- _WRITTEN REQUEST_: Write out all of the records precisely. Skip anything that is a picture.
-*-*-
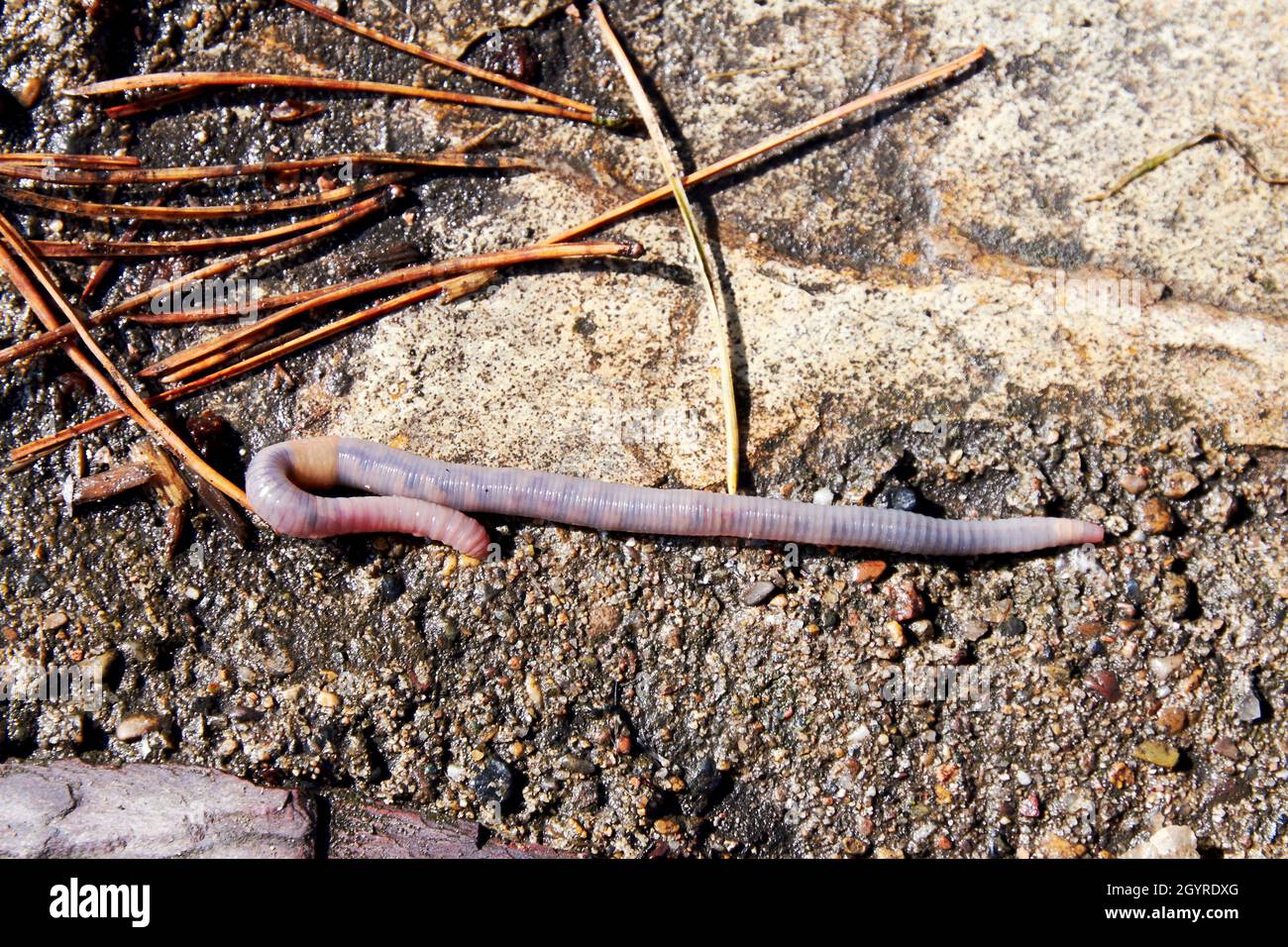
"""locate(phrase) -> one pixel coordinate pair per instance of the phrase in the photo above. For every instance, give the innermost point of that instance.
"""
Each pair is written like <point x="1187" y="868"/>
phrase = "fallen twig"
<point x="58" y="334"/>
<point x="1163" y="158"/>
<point x="213" y="351"/>
<point x="132" y="211"/>
<point x="269" y="80"/>
<point x="116" y="385"/>
<point x="155" y="175"/>
<point x="494" y="77"/>
<point x="29" y="453"/>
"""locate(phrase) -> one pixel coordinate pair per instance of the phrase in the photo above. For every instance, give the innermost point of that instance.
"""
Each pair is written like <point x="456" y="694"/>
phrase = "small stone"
<point x="902" y="499"/>
<point x="1155" y="515"/>
<point x="1168" y="841"/>
<point x="1164" y="668"/>
<point x="868" y="571"/>
<point x="1172" y="719"/>
<point x="1091" y="629"/>
<point x="668" y="826"/>
<point x="1158" y="753"/>
<point x="53" y="621"/>
<point x="1121" y="776"/>
<point x="906" y="602"/>
<point x="1013" y="626"/>
<point x="1220" y="508"/>
<point x="1056" y="847"/>
<point x="853" y="847"/>
<point x="1247" y="709"/>
<point x="1177" y="595"/>
<point x="1106" y="684"/>
<point x="756" y="592"/>
<point x="1132" y="483"/>
<point x="30" y="91"/>
<point x="494" y="783"/>
<point x="391" y="586"/>
<point x="578" y="764"/>
<point x="136" y="725"/>
<point x="1179" y="483"/>
<point x="604" y="620"/>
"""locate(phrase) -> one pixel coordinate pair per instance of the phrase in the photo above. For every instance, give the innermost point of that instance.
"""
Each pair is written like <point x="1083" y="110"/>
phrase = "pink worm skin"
<point x="425" y="497"/>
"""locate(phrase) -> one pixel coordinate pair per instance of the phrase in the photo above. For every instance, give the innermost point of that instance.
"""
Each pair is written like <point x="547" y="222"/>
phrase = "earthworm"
<point x="430" y="497"/>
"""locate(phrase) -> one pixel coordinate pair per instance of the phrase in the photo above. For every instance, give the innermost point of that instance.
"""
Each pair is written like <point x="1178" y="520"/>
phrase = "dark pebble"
<point x="391" y="586"/>
<point x="901" y="499"/>
<point x="1133" y="594"/>
<point x="494" y="783"/>
<point x="240" y="714"/>
<point x="1106" y="684"/>
<point x="1014" y="626"/>
<point x="756" y="592"/>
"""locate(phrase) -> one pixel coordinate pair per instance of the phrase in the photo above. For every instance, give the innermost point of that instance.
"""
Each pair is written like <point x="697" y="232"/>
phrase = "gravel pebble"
<point x="756" y="592"/>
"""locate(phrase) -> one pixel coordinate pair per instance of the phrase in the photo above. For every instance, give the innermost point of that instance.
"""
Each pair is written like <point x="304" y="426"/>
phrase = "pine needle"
<point x="697" y="243"/>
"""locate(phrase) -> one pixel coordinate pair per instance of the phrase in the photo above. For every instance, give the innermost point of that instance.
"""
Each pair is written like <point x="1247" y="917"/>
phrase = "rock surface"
<point x="923" y="305"/>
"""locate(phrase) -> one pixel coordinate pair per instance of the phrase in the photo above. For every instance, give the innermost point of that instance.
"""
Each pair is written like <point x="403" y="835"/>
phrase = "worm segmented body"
<point x="429" y="497"/>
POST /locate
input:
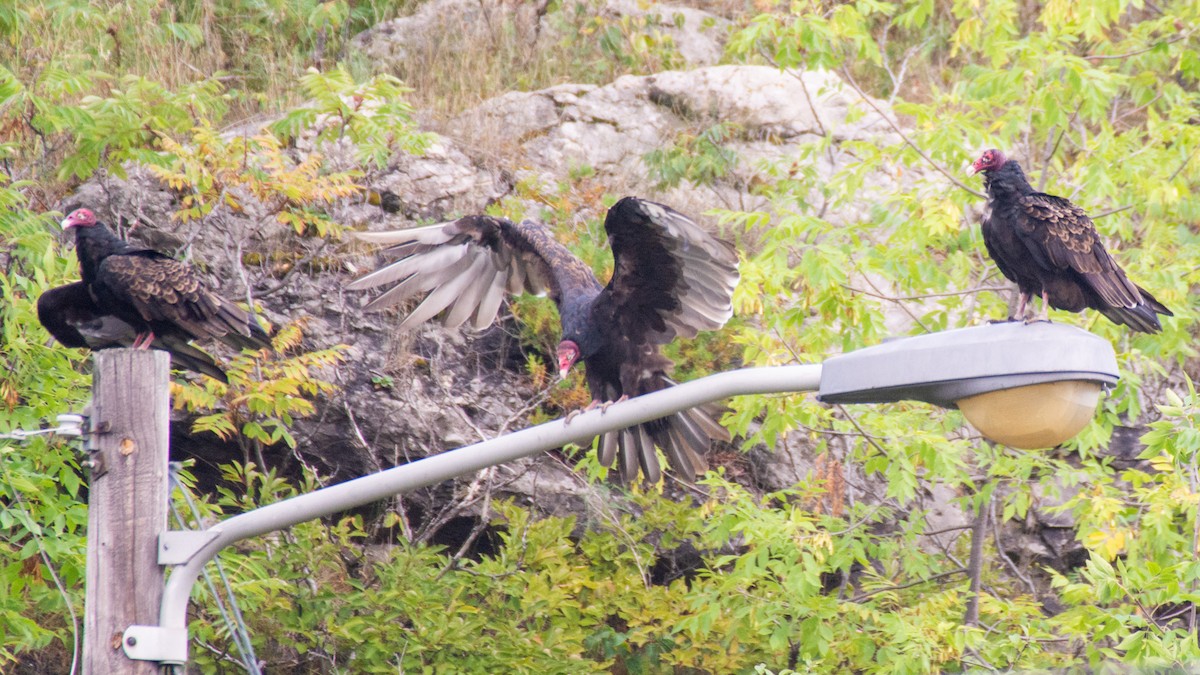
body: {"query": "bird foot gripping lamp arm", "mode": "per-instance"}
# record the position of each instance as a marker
(942, 369)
-*-*-
- _REPLY_:
"""locate(phrase) -> one pixel coordinate pair per instance of the phrase in the photo above. For every instance, give the innermost point of that instance.
"""
Each pair is written like <point x="1187" y="868"/>
phrase = "fallen twig"
<point x="58" y="334"/>
<point x="1163" y="158"/>
<point x="213" y="351"/>
<point x="132" y="211"/>
<point x="269" y="80"/>
<point x="116" y="385"/>
<point x="155" y="175"/>
<point x="494" y="77"/>
<point x="29" y="453"/>
"""locate(phrase) -> one pixel coordinate pair per instance of the phrase in the photo above. For every instance, give the innermost point of that instance.
"""
Each pair is written like <point x="456" y="694"/>
phrase = "small stone"
<point x="902" y="499"/>
<point x="1155" y="515"/>
<point x="1168" y="841"/>
<point x="1164" y="668"/>
<point x="868" y="571"/>
<point x="1172" y="719"/>
<point x="1091" y="629"/>
<point x="668" y="826"/>
<point x="1158" y="753"/>
<point x="53" y="621"/>
<point x="1121" y="776"/>
<point x="906" y="602"/>
<point x="1013" y="626"/>
<point x="1220" y="508"/>
<point x="1056" y="847"/>
<point x="853" y="847"/>
<point x="1247" y="709"/>
<point x="1177" y="595"/>
<point x="1106" y="684"/>
<point x="756" y="592"/>
<point x="1132" y="483"/>
<point x="30" y="91"/>
<point x="494" y="783"/>
<point x="391" y="586"/>
<point x="578" y="764"/>
<point x="136" y="725"/>
<point x="1179" y="483"/>
<point x="604" y="620"/>
"""locate(phrase) -> one pixel coordinate pair per instance of the phrase in the photo above. For every instance, give the innermost point of that instance.
"""
Each pair is written like <point x="1083" y="110"/>
phrase = "pink worm skin"
<point x="425" y="497"/>
"""locate(phrase) -> one pixel coordinate pair per instance of the phrase in the photo above. For every instance, give the innermost point of that instance.
"""
Each pair is written like <point x="547" y="222"/>
phrase = "earthworm"
<point x="430" y="497"/>
"""locate(phrase) -> one pixel coordinate pair per instance of the phrase in the photo above. For every instance, give the innermost point of that instance.
"""
Each pair is written like <point x="1178" y="520"/>
phrase = "dark pebble"
<point x="391" y="586"/>
<point x="901" y="499"/>
<point x="1133" y="594"/>
<point x="494" y="783"/>
<point x="240" y="714"/>
<point x="1106" y="684"/>
<point x="1014" y="626"/>
<point x="756" y="592"/>
"""locate(phrase) -> one pixel coordinate pair per instance of the phrase in the photo above. For every instance, give the innermost point of that instance.
"""
Each pair is written like <point x="697" y="232"/>
phrase = "gravel pebble"
<point x="756" y="592"/>
"""locate(phrase) -> one pixel coordinate pair per instance of the phrase in the photo above. For every instance, give the innermost point of that instance.
"""
Each pair is written like <point x="304" y="426"/>
phrase = "pine needle"
<point x="697" y="243"/>
"""locate(phrase) -> one pixel coordinate pair per instance of the phrase in the photo above. For every instance, give the innermost point of that instance.
"""
Each pair is written like <point x="1247" y="917"/>
phrase = "rock surface"
<point x="923" y="305"/>
"""locate(phrase) -> one pixel coordinate pair per instance of the phrase in the photo above. For every instance, give the innermost point of that instance.
"""
Each pair is written like <point x="403" y="835"/>
phrase = "worm segmented body"
<point x="429" y="497"/>
POST /locate
input:
body: {"query": "bird foot gripping lamp arm", "mode": "per-instance"}
# record the position of each instance as a marker
(942, 369)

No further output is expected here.